**Your tasks**
• a. Answer these questions about the KairosDB forum thread:
(i) How many views does the thread show?
(ii) How many nodes does the poster's Cassandra example use?
(iii) By default, how does the poster say inserted data is distributed on the cluster?
Mark your answers (i), (ii), (iii).
• b. List every configuration setting the KairosDB forum thread names for each node in the Cassandra example.
• c. Please write out the part of the KairosDB forum thread that begins at the words "Hello everyone, I" and stops after "configure a cluster.".

I need help with KairosDB clustering using Cassandra

106 views

Skip to first unread message

Rosita Hormann Lobos

unread,

Dec 23, 2019, 9:26:19 AM12/23/19

to KairosDB

Hello everyone, I am new on time series databases, and I wanted some advice about configuring a cluster of nodes with KairosDB using Cassandra. I have read a lot and I am very lost about how to configure a cluster.

I understand how to do it with Cassandra, for example: if I have 5 nodes, the configuration of each node is: cluster_name=node_1, listen_address=ip address of the node,-seeds:ip address of the rest of the nodes, and then the others have another cluster_name and the listen_addres should be their own IP(correct me if I'm wrong please). Configure the firewall to have the corresponding ports open, After that, all the queries and insertions should be made over any of the nodes specifying the IP of the node, and doing that the data I insert is distributed randomly (by default) on the cluster. I can make it easily using this docker image: https://hub.docker.com/_/cassandra making every new node added "point" to the first one (the "master"?)

**Dataset excerpts**
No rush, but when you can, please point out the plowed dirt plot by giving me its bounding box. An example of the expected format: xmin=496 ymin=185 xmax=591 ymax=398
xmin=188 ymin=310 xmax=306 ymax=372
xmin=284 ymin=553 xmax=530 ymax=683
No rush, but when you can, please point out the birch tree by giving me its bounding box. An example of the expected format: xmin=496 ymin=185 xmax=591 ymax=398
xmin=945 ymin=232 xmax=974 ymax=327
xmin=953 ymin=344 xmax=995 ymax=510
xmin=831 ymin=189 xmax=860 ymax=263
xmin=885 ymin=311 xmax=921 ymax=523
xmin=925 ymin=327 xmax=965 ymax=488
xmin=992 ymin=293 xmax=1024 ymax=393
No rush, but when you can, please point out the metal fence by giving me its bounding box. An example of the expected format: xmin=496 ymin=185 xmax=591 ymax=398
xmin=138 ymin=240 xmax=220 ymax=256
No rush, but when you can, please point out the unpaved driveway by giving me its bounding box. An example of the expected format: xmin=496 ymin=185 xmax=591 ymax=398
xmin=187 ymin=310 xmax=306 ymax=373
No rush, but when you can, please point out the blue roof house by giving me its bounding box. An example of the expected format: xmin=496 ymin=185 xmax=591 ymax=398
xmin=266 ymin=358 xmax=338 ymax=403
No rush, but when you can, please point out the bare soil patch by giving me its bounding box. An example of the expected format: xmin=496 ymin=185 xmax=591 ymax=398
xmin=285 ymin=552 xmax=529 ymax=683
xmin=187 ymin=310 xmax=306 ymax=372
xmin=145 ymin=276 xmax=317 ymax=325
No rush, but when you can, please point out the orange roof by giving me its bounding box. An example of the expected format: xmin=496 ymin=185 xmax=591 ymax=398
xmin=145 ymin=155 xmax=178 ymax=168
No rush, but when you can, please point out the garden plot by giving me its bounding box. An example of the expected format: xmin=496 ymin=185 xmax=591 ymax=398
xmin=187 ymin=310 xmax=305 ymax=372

**Answers for the exercise**
• a.
(i) 106
(ii) 5
(iii) Randomly

• b. cluster_name, listen_address, seeds

• c.
Hello everyone, I am new on time series databases, and I wanted some advice about configuring a cluster of nodes with KairosDB using Cassandra. I have read a lot and I am very lost about how to configure a cluster.